**TEXTO CITADO**
>>>>

Descompasso entre o que se ensina e avalia
"Há um descompasso entre o que se ensina e o que se testa nas avaliações", diz Lorin Anderso
Ele esteve no Seminário Internacional Devolutivas das Avaliações de Larga Escala
Do Todos Pela Educação, em Brasília
Avaliações de larga escala podem não estar avaliando o que, de fato, os sistemas estão ensinando aos alunos. A tese é defendida pelo pesquisador Lorin Anderson, da Universidade da Carolina do Sul (EUA), um dos convidados do Seminário Internacional Devolutivas das Avaliações de Larga Escala, que ocorreu no dia 12 de março, em Brasília, na sede do Instituto Nacional de Estudos e Pesquisas Educacionais Anísio Teixeira (Inep). O evento foi uma realização do Inep, do movimento Todos Pela Educação e da Associação Brasileira de Avaliação Educacional (Abave) e reuniu, além de Anderson, o professor Jesús Jornet, da Universidad de Valencia, e Bruce Rodrigues, do Education Quality and Accountability Office de Ontário (Canadá).
“Você formula a questão com uma intenção, mas o aluno a responde com outra”, afirma Anderson. Para exemplificar, ele cita uma questão de matemática aplicada a estudantes norte-americanos, que continha o seguinte problema: um ônibus do exército tem capacidade para transportar 36 soldados. Se 1.128 soldados estão sendo transportados para um local de treinamento, quantos ônibus são necessários? Os dados mostram que 18% dos estudantes responderam 31, resultado que deixa 12 soldados para trás; 29% disseram 31 ônibus, restando 12 pessoas, o que equivale a cortar um ônibus em terços; 23% optaram pela resposta correta, que era 32 ônibus, e 30% por outra alternativa. Ou seja: apesar de 70% dos estudantes terem realizado o cálculo corretamente, menos de um quarto respondeu à pergunta corretamente.
Anderson afirma que interpretar um teste educacional significa fazer com que o teste faça sentido em relação ao seu próprio propósito. Porém, o que ele tem visto é que nem sempre o conteúdo pedido nas avaliações educacionais de larga escala está coerente com os objetivos de aprendizagem. Ou seja: há um desnivelamento entre o conteúdo ensinado e o que se queria descobrir com o teste.

<<<<

**MATERIAL FORNECIDO**
>>>>

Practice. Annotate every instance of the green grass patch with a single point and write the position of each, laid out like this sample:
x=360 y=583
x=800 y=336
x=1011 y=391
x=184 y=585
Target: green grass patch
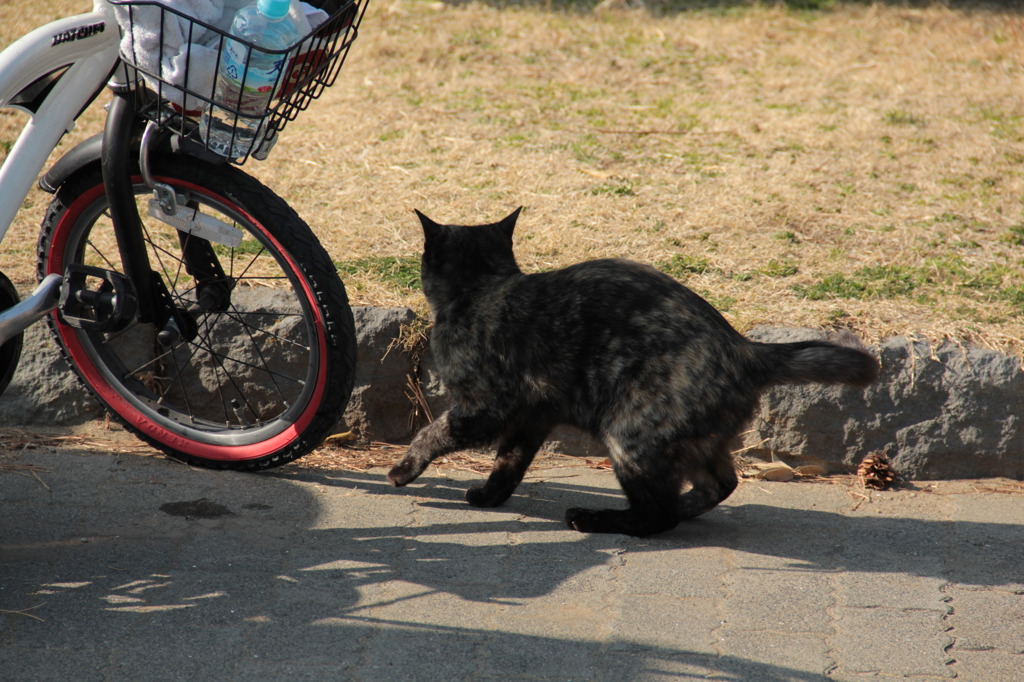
x=682 y=265
x=876 y=282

<<<<

**OBJETIVO**
Segundo o texto sobre avaliações de larga escala, em que dia aconteceu o seminário em Brasília? O material não tem nenhuma relação com o texto.

**RESPOSTA**
No dia 12 de março.